Records for the task start
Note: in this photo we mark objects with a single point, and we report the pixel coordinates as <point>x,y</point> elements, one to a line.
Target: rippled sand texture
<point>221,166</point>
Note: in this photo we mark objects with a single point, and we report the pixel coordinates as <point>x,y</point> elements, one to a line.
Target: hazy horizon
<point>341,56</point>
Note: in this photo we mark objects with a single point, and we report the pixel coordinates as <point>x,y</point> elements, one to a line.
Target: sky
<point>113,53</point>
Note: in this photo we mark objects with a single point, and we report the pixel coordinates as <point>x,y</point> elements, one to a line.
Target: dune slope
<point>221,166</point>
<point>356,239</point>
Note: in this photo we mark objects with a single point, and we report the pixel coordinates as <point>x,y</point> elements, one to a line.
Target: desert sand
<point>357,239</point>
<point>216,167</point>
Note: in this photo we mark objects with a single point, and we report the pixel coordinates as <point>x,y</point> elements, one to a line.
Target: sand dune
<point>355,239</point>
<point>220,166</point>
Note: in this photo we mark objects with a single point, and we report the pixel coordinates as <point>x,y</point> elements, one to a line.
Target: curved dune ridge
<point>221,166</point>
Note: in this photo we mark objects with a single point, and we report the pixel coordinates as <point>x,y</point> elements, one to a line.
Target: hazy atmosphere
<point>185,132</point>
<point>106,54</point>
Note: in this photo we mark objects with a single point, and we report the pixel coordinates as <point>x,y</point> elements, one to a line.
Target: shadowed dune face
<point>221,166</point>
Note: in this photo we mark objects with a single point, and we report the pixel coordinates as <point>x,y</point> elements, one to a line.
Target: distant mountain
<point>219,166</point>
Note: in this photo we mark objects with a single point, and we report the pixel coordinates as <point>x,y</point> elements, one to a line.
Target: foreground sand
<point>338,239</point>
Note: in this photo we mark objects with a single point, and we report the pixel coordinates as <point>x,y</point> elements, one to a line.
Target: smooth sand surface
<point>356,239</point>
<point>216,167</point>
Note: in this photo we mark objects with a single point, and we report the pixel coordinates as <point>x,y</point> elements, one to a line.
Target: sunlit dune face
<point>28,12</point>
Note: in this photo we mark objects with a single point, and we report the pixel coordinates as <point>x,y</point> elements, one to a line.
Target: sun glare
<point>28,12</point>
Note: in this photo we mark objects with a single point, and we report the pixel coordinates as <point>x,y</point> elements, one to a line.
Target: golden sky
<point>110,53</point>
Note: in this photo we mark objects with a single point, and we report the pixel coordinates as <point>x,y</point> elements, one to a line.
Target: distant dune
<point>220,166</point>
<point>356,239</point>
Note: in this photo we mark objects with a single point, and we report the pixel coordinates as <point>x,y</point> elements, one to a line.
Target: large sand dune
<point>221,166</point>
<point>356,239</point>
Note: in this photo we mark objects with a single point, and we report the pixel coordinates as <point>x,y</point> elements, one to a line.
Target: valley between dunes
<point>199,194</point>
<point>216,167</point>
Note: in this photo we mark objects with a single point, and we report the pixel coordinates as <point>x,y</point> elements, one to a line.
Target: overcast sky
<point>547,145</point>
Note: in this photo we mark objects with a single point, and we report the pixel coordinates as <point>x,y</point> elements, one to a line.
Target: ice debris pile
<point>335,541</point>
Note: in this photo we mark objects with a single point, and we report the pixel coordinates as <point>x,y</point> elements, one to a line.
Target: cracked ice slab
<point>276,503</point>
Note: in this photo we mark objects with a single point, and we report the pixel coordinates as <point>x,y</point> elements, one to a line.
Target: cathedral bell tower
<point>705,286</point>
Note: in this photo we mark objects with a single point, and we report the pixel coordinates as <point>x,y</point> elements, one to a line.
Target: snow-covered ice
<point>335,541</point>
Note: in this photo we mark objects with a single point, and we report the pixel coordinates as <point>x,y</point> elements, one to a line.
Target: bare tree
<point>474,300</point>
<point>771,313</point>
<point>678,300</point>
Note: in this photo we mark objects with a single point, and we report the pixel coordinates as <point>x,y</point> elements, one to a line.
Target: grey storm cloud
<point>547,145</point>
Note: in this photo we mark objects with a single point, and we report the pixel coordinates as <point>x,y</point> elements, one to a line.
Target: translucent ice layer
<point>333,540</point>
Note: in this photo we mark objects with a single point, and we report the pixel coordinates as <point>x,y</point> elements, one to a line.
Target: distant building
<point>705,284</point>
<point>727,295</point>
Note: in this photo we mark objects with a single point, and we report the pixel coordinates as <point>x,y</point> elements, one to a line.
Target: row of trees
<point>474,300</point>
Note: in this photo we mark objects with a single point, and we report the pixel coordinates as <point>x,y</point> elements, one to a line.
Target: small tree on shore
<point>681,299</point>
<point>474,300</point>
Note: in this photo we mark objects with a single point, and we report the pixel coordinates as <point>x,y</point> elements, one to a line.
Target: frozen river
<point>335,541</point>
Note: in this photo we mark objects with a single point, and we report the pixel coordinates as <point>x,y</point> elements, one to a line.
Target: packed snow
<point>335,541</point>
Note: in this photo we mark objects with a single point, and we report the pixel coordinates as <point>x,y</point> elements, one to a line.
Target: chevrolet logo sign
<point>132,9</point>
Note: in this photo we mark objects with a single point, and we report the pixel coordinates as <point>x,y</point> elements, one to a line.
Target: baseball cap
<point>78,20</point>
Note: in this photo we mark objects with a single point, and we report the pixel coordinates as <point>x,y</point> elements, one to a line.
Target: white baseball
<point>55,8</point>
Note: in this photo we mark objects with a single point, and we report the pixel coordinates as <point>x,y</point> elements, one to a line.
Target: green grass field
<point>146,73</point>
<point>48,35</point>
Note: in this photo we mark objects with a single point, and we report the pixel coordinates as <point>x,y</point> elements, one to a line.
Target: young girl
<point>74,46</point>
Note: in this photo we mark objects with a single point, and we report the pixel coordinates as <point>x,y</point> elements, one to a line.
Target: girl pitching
Records for the task end
**Exercise prompt**
All of the entries need to be reproduced exactly; please write them out.

**Written solution**
Note: in this photo we mark objects with a single point, and we report the pixel coordinates as <point>x,y</point> elements, one to a line.
Target: rippled sand texture
<point>221,166</point>
Note: in this photo we mark objects with a single point, and we report the pixel coordinates as <point>x,y</point> elements, one to a line.
Target: hazy horizon
<point>341,56</point>
Note: in this photo we mark objects with a single point, and we report the pixel coordinates as <point>x,y</point> elements, one to a line.
Target: sky
<point>113,53</point>
Note: in this photo we mark objects with a single point, and we report the pixel coordinates as <point>x,y</point> elements, one to a line.
Target: dune slope
<point>221,166</point>
<point>356,239</point>
Note: in this photo we mark objects with a single point, and we report the pixel coordinates as <point>x,y</point> elements, one to a line.
Target: desert sand
<point>357,239</point>
<point>216,167</point>
Note: in this photo we mark objects with a single point, and we report the pixel coordinates as <point>x,y</point> elements, one to a line.
Target: sand dune
<point>355,239</point>
<point>220,166</point>
Note: in this photo we mark objects with a single point, and we report the pixel coordinates as <point>x,y</point> elements, one to a line.
Target: curved dune ridge
<point>221,166</point>
Note: in this photo we mark objects with a single point, and we report the pixel coordinates as <point>x,y</point> elements, one to a line.
Target: hazy atmosphere
<point>185,132</point>
<point>106,54</point>
Note: in this photo we mark objects with a single point, and we report the pixel coordinates as <point>x,y</point> elements, one to a line.
Target: shadowed dune face
<point>221,166</point>
Note: in this photo we mark objects with a single point, and we report the pixel coordinates as <point>x,y</point> elements, one to a line.
Target: distant mountain
<point>219,166</point>
Note: in this photo we mark objects with a single point, and we report the pixel coordinates as <point>x,y</point> elements, one to a line.
Target: foreground sand
<point>338,239</point>
Note: in this photo we mark objects with a single point, and we report the pixel coordinates as <point>x,y</point> elements, one to a line.
Target: smooth sand surface
<point>356,239</point>
<point>216,167</point>
Note: in this photo we mark objects with a single point, and we report the pixel coordinates as <point>x,y</point> elements, one to a line.
Target: sunlit dune face
<point>28,12</point>
Note: in this photo we mark objects with a single point, and we report the pixel coordinates as <point>x,y</point> elements, one to a line.
Target: sun glare
<point>28,12</point>
Note: in this photo we mark objects with a single point, and we report the pixel coordinates as <point>x,y</point> elements, one to a line.
Target: golden sky
<point>110,53</point>
Note: in this photo we mark objects with a single point, and we report the pixel coordinates as <point>x,y</point> elements, one to a line.
Target: distant dune
<point>220,166</point>
<point>356,239</point>
Note: in this photo we mark objects with a single point, and we report the pixel coordinates as <point>x,y</point> elements, one to a line.
Target: large sand dune
<point>221,166</point>
<point>356,239</point>
Note: in this photo we mark objects with a single point, and we report the pixel coordinates as <point>x,y</point> elements, one to a line.
Target: valley between dunes
<point>199,194</point>
<point>216,167</point>
Note: in this photo we mark objects with a single point, and we report the pixel coordinates as <point>x,y</point> elements, one to a line.
Target: overcast sky
<point>547,145</point>
Note: in this photo we mark objects with a single point, and we report the pixel coordinates as <point>x,y</point> elements, one to a line.
Target: ice debris pile
<point>335,541</point>
Note: in this photo we mark objects with a single point, and we report the pixel coordinates as <point>x,y</point> elements, one to a line.
Target: cracked ice slab
<point>276,503</point>
Note: in this photo we mark objects with a single point, and we report the pixel coordinates as <point>x,y</point> elements, one to a line.
Target: cathedral bell tower
<point>705,286</point>
Note: in this photo we mark objects with a single point, and we report the pixel coordinates as <point>x,y</point> elements, one to a line.
Target: snow-covered ice
<point>335,541</point>
Note: in this photo we mark objects with a single point, and we report the pixel coordinates as <point>x,y</point> elements, one to a line.
Target: bare tree
<point>474,300</point>
<point>771,313</point>
<point>678,300</point>
Note: in this photo we mark objects with a single point, and we report the pixel coordinates as <point>x,y</point> elements, one to a line.
Target: grey storm cloud
<point>547,145</point>
Note: in this photo we mark objects with a single point, and we report the pixel coordinates as <point>x,y</point> elements, one to a line.
Target: translucent ice layer
<point>333,540</point>
Note: in this photo we mark objects with a single point, and we report the pixel coordinates as <point>x,y</point> elements, one to a line.
Target: distant building
<point>705,284</point>
<point>727,295</point>
Note: in this photo we mark objects with a single point, and we report the pixel coordinates as <point>x,y</point> elements, one to a line.
Target: row of trees
<point>474,300</point>
Note: in this photo we mark objects with a single point, and we report the pixel coordinates as <point>x,y</point> elements, one to a line.
Target: small tree on shore
<point>681,299</point>
<point>474,300</point>
Note: in this photo we mark objects with a single point, and we report the pixel coordinates as <point>x,y</point> elements, one to a line.
Target: frozen river
<point>335,541</point>
Note: in this photo we mark objects with a single point, and we report the pixel coordinates as <point>x,y</point> elements, one to a line.
Target: packed snow
<point>335,541</point>
Note: in this photo we mark objects with a single point, and we report the pixel coordinates as <point>x,y</point> elements, one to a line.
Target: chevrolet logo sign
<point>132,9</point>
Note: in this photo we mark objects with a single point, and we report the pixel coordinates as <point>x,y</point> elements, one to a line.
Target: baseball cap
<point>78,20</point>
Note: in this photo we mark objects with a single point, and we report the pixel coordinates as <point>x,y</point> elements, one to a line.
Target: white baseball
<point>55,8</point>
Note: in this photo we mark objects with a single point, and we report the pixel coordinates as <point>x,y</point> elements, one to a line.
Target: green grass field
<point>146,73</point>
<point>48,35</point>
Note: in this photo we mark objects with a single point, and we report the pixel coordinates as <point>x,y</point> elements, one to a line.
Target: young girl
<point>74,46</point>
Note: in this photo we mark objects with a single point, and we report the pixel coordinates as <point>x,y</point> elements, one to a line.
Target: girl pitching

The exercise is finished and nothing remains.